*Stated goal:* Display each line from the items below that contains the string "shirt", copied in full. Matching is case-sensitive.

*Data rows:*
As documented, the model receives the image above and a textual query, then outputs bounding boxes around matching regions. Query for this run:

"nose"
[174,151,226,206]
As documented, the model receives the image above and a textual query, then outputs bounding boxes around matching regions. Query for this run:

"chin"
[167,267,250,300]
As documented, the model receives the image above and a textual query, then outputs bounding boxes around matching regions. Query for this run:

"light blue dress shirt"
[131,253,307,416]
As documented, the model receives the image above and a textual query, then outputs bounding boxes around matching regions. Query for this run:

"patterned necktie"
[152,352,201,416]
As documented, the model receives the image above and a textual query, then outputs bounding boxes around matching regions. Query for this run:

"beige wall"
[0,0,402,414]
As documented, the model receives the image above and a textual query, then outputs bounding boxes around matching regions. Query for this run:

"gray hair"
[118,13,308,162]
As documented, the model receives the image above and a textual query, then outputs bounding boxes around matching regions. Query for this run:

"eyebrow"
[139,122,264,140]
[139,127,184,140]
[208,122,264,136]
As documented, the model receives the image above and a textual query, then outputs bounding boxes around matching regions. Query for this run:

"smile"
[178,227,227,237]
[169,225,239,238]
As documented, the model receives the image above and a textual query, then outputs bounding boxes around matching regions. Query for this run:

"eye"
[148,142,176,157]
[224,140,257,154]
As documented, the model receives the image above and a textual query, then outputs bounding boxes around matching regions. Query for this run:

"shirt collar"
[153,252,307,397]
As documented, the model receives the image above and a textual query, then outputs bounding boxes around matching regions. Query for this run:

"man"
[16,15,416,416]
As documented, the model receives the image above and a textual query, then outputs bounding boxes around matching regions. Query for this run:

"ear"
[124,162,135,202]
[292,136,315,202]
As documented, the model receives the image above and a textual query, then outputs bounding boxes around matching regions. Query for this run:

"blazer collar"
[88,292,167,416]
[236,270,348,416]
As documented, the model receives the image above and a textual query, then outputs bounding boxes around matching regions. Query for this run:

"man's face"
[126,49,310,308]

==

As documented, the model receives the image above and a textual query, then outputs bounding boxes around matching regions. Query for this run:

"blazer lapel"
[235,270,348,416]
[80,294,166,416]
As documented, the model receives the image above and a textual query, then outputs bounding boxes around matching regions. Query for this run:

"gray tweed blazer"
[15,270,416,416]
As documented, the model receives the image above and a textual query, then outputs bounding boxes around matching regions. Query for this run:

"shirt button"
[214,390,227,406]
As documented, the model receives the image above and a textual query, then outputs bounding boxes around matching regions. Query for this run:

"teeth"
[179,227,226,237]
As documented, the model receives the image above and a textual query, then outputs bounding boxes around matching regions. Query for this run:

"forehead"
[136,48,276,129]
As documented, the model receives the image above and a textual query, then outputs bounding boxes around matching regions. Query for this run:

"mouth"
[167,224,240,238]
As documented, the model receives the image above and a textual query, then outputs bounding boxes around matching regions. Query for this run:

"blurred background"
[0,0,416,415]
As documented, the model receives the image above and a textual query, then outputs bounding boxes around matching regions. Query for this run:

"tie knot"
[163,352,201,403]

==

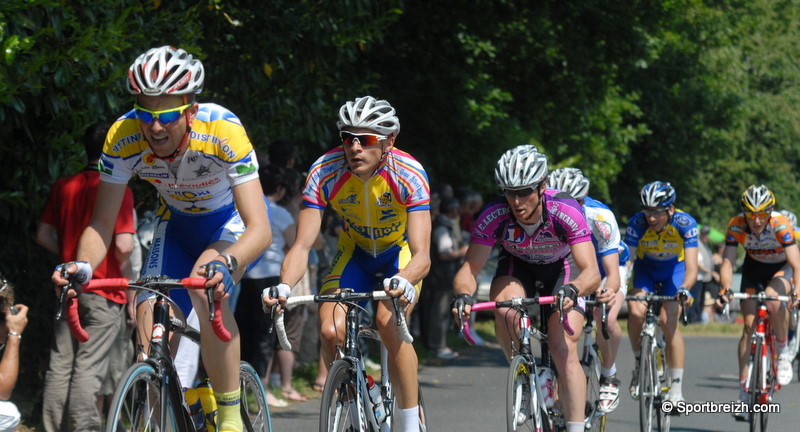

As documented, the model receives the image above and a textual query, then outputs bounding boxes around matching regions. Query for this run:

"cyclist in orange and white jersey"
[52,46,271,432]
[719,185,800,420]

*Result:*
"light blue dress shirt"
"shirt collar"
"shirt button"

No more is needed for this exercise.